::: PASSAGE TO READ :::
# SMILE!! It is good for your soul!



## ArreauStandardPoodle (Sep 1, 2009)

It seems some of us have been quite testy lately. Even though these are not "OMG...my dog is GORGEOUS" photos, I thought perhaps they would give some here a chuckle!


----------



## robin (Dec 18, 2010)

LOL, thanks for posting these pics of Quincy at what must be his silliest, Arreau. He's so gorgeous even when he's goofy. ^_^


----------



## Gorky (Jul 14, 2009)

He makes the silliest faces and we all need a good laugh now and then.


----------



## Trillium (Sep 1, 2009)

Thanks Cherie those are my smile for the night pics. What a goof. But still a cute goof. Give him a hug for me.


----------



## ArreauStandardPoodle (Sep 1, 2009)

robin said:


> LOL, thanks for posting these pics of Quincy at what must be his silliest, Arreau. He's so gorgeous even when he's goofy. ^_^


Thank you Robin! Believe it or not, he gets even sillier than this. But he does love to smile and make us smile. And he is pretty gorgeous, but these photos sure don't showcase his good looks...lol, just his remarkable personality.


----------



## ArreauStandardPoodle (Sep 1, 2009)

Gorky said:


> He makes the silliest faces and we all need a good laugh now and then.


He is quite the card, and thoroughly enjoys making us happy!


----------



## ArreauStandardPoodle (Sep 1, 2009)

Trillium said:


> Thanks Cherie those are my smile for the night pics. What a goof. But still a cute goof. Give him a hug for me.


Isn't he just the biggest dinkus? It would be my pleasure to give this boy a hug for you! Glad you enjoyed these pictures!


----------



## 2719 (Feb 8, 2011)
::: EXCERPTED DATA :::
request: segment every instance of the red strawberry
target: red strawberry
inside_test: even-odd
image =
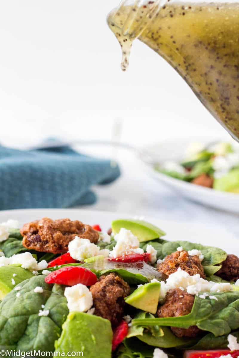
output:
[[[73,286],[82,284],[87,286],[94,285],[96,275],[88,268],[80,266],[65,266],[49,274],[45,278],[47,284],[59,284]]]
[[[75,263],[77,262],[76,260],[72,258],[69,252],[64,253],[61,256],[59,256],[54,260],[52,260],[48,264],[48,267],[54,267],[54,266],[58,266],[59,265],[64,265],[66,263]]]
[[[113,330],[112,350],[115,350],[128,334],[128,325],[125,321],[122,321]]]
[[[101,228],[99,225],[94,225],[92,227],[94,230],[96,230],[96,231],[102,231]]]
[[[108,258],[109,261],[116,261],[118,262],[137,262],[138,261],[145,261],[147,262],[149,260],[150,254],[146,252],[144,253],[132,253],[126,256],[121,256],[116,258]]]

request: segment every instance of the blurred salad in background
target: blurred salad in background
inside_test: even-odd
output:
[[[181,161],[157,164],[156,170],[177,179],[216,190],[239,194],[239,147],[219,142],[192,143]]]

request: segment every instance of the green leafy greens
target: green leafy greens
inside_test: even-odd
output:
[[[173,326],[188,328],[196,325],[215,337],[239,328],[239,291],[214,294],[216,299],[196,296],[191,313],[186,316],[153,319],[133,320],[133,325]],[[232,318],[233,318],[232,319]],[[139,338],[140,339],[140,338]]]
[[[41,275],[23,281],[19,285],[20,296],[16,297],[13,290],[0,304],[0,347],[54,351],[68,310],[64,287],[48,285],[45,277]],[[42,293],[34,292],[37,286],[43,287]],[[47,316],[38,315],[42,305],[49,311]]]

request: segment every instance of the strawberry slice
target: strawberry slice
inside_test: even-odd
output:
[[[94,230],[96,230],[96,231],[102,231],[101,228],[99,225],[94,225],[92,227]]]
[[[72,258],[69,252],[67,252],[49,262],[47,267],[52,267],[54,266],[64,265],[66,263],[75,263],[77,262],[76,260]]]
[[[239,356],[239,350],[233,352],[229,349],[218,349],[214,350],[187,350],[184,353],[184,358],[219,358],[222,355],[230,354],[233,358]]]
[[[113,330],[112,350],[115,350],[119,345],[122,342],[128,334],[128,323],[122,321]]]
[[[45,278],[45,282],[47,284],[59,284],[68,286],[73,286],[77,284],[91,286],[97,281],[97,277],[95,274],[80,266],[65,266],[53,271]]]
[[[150,254],[147,252],[144,253],[132,253],[126,256],[121,256],[115,258],[108,258],[109,261],[116,261],[118,262],[137,262],[138,261],[145,261],[147,262],[149,261]]]

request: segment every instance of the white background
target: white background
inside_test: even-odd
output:
[[[121,140],[133,145],[226,137],[180,76],[144,44],[135,42],[129,70],[121,72],[120,47],[106,22],[118,1],[0,0],[0,143],[111,139],[116,118],[123,124]],[[238,236],[238,216],[177,196],[148,178],[125,151],[106,152],[123,175],[94,188],[95,209],[200,223]]]
[[[0,1],[0,142],[49,136],[140,145],[224,131],[179,75],[139,41],[126,73],[106,22],[119,0]]]

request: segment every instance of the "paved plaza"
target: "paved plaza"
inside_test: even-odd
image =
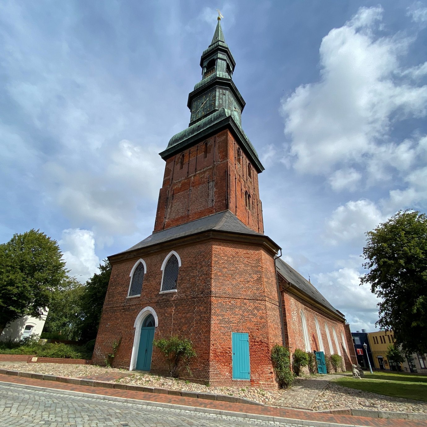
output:
[[[100,400],[0,384],[2,427],[211,427],[277,426],[272,422]],[[280,425],[302,424],[281,423]],[[306,424],[307,425],[307,424]]]

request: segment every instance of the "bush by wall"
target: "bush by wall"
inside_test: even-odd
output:
[[[289,349],[276,344],[271,350],[271,361],[279,386],[284,389],[290,387],[293,381],[294,374],[291,370]]]
[[[311,351],[307,353],[308,355],[308,371],[310,374],[317,373],[317,361],[316,355]]]
[[[333,370],[337,372],[339,368],[342,369],[342,358],[339,354],[331,354],[330,363],[333,368]]]
[[[301,368],[308,365],[308,355],[300,348],[295,348],[294,352],[292,365],[293,371],[297,377],[299,377]]]
[[[185,368],[188,373],[191,374],[190,362],[197,355],[190,340],[173,336],[169,339],[166,338],[155,339],[153,341],[153,344],[164,355],[171,376],[178,377],[179,376],[179,371],[183,368]]]

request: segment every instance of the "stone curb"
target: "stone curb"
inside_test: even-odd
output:
[[[211,400],[218,400],[222,402],[229,402],[233,403],[244,403],[246,405],[254,405],[264,406],[264,404],[245,399],[237,398],[227,395],[216,395],[211,393],[199,393],[197,392],[189,392],[185,390],[170,390],[158,387],[146,387],[134,384],[125,384],[120,383],[111,383],[108,381],[96,381],[84,378],[73,378],[67,377],[56,377],[46,374],[35,374],[32,372],[20,372],[18,371],[9,371],[8,369],[0,369],[0,374],[7,375],[23,377],[26,378],[35,378],[37,380],[44,380],[46,381],[53,381],[59,383],[66,383],[76,386],[86,386],[89,387],[100,387],[106,389],[116,389],[120,390],[129,390],[133,392],[143,392],[144,393],[154,393],[163,395],[171,395],[181,396],[182,397],[193,398],[196,399],[205,399]]]
[[[330,410],[314,411],[318,414],[331,414],[333,415],[353,415],[357,417],[369,418],[383,418],[387,419],[411,420],[413,421],[427,421],[427,414],[416,412],[394,412],[392,411],[373,411],[368,409],[331,409]]]

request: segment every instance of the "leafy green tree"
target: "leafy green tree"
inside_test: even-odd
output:
[[[405,352],[427,352],[427,217],[400,211],[366,235],[361,282],[381,299],[377,324]]]
[[[52,295],[43,333],[57,334],[61,339],[76,341],[82,329],[80,305],[85,286],[75,277],[67,277]]]
[[[0,244],[0,334],[25,315],[40,318],[67,276],[55,240],[39,230]]]
[[[88,341],[97,337],[98,327],[107,288],[110,281],[111,267],[108,259],[99,264],[99,272],[95,273],[86,283],[80,297],[80,339]]]
[[[393,344],[390,344],[387,347],[386,356],[389,359],[389,362],[391,362],[392,365],[398,366],[405,361],[405,357],[399,347]]]

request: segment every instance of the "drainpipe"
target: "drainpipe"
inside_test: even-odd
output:
[[[276,268],[276,260],[282,256],[282,248],[280,248],[280,255],[274,256],[274,270],[276,273],[276,286],[277,288],[277,297],[279,300],[279,317],[280,318],[280,327],[282,330],[282,345],[285,346],[285,325],[283,321],[283,311],[282,306],[282,297],[280,294],[280,290],[279,289],[279,276],[277,274],[277,268]]]

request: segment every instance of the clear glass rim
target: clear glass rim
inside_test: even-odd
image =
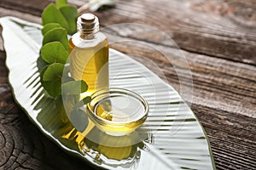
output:
[[[98,116],[96,114],[94,113],[94,108],[95,108],[96,105],[93,104],[92,102],[94,101],[94,99],[96,99],[96,97],[99,97],[101,95],[105,95],[108,94],[126,94],[132,98],[136,98],[137,99],[138,99],[141,102],[141,104],[144,107],[143,114],[137,120],[132,120],[131,122],[112,122],[112,121],[103,119],[101,116]],[[93,93],[91,94],[91,100],[90,100],[90,102],[89,102],[86,105],[86,108],[87,108],[86,113],[89,115],[90,118],[91,118],[93,122],[96,122],[96,123],[100,124],[100,125],[105,125],[108,123],[108,126],[113,125],[114,127],[125,126],[125,124],[129,124],[129,123],[131,123],[134,122],[140,122],[143,120],[146,120],[148,114],[148,110],[149,110],[148,104],[143,96],[141,96],[140,94],[138,94],[131,90],[128,90],[128,89],[121,88],[102,88],[100,90],[96,91],[95,93]]]

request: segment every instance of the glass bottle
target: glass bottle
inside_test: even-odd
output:
[[[86,95],[109,87],[108,41],[100,31],[99,20],[92,14],[78,18],[78,32],[69,40],[71,76],[88,85]]]

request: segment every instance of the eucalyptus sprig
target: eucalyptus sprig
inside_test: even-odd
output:
[[[77,8],[68,4],[67,0],[56,0],[55,4],[49,4],[42,13],[44,37],[40,58],[46,65],[41,70],[40,81],[53,99],[60,99],[61,94],[77,98],[88,88],[85,82],[74,81],[65,72],[69,55],[67,34],[75,33],[78,15]],[[90,97],[82,101],[86,104]]]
:::
(REQUIRED TASK 1) In the poodle forum thread, what is the name of the dog in the silly pictures?
(REQUIRED TASK 2) Transcribe the portion of the poodle forum thread starting with "Isn't he just" and going on through "(Feb 8, 2011)".
(REQUIRED TASK 3) Carry the poodle forum thread forward by writing the part that comes after its final line.
The data above come from a separate source and are not connected to the thread.

(EXPECTED ANSWER 1) Quincy

(EXPECTED ANSWER 2)
Isn't he just the biggest dinkus? It would be my pleasure to give this boy a hug for you! Glad you enjoyed these pictures!


----------



## 2719 (Feb 8, 2011)

(EXPECTED ANSWER 3)
Those smiles are priceless. They cheered me up. I think that he should grin that beguiling grin after his down and back in the ring...just smile right up at the judge. HAHAHA


----------



## ArreauStandardPoodle (Sep 1, 2009)

truelovepoodles said:


> Those smiles are priceless. They cheered me up. I think that he should grin that beguiling grin after his down and back in the ring...just smile right up at the judge. HAHAHA


Ha,ha,ha,ha!!!!! OMG...that would be incredible! I had thought about showing Chrystal how to get him to do this so when the judge wants to see his bite...well...he could just show her! I like your idea even better. Somehow, I don't think Chrystal will buy it though. Darn it!


----------



## kanatadoggroomer (Jan 24, 2010)

LOL I think they're terrific! I love the lighter side of life!


----------



## ArreauStandardPoodle (Sep 1, 2009)

Me too! I am happy you enjoyed them (and glad to see you back!).


----------



## plumcrazy (Sep 11, 2009)

Definitely "frameworthy"!!!! :lol: Hugs and kisses from his ND fans!! :beauty:


----------



## usviteacher (Feb 8, 2010)

Gotta love the third photo. thanks for the smile.


----------



## spoospirit (Mar 10, 2009)

_Those are too dagned funny :rofl:

I just finished Taffy's groom at 12:45 a.m. and I really need that laugh. Thanks!_


----------



## spoofly (Jan 20, 2010)

The last photo made me lol. Such a goof, a pretty one tho!


----------



## ArreauStandardPoodle (Sep 1, 2009)

plumcrazy said:


> Definitely "frameworthy"!!!! :lol: Hugs and kisses from his ND fans!! :beauty:


I think so. One of those frames with three spots side by side! I will tell him one of his numerous hugs today is from all of you. Thank you PC.


----------



## ArreauStandardPoodle (Sep 1, 2009)

usviteacher said:


> Gotta love the third photo. thanks for the smile.


You are more than welcome! These were in quick succession, and the third one is his full out "Ma...aren't I adorable?" look? I love that one too. His eyes are so soft and kind, even when he is being a nut! Thank you!


----------



## faerie (Mar 27, 2010)

and i love that dog even more. he's a riot!


----------



## ArreauStandardPoodle (Sep 1, 2009)

spoospirit said:


> _Those are too dagned funny :rofl:
> 
> I just finished Taffy's groom at 12:45 a.m. and I really need that laugh. Thanks!_


He is a prize that boy! LOL...glad to be of service! I am sure you needed to smile at that time of the morning!


----------



## sandooch (Jan 20, 2011)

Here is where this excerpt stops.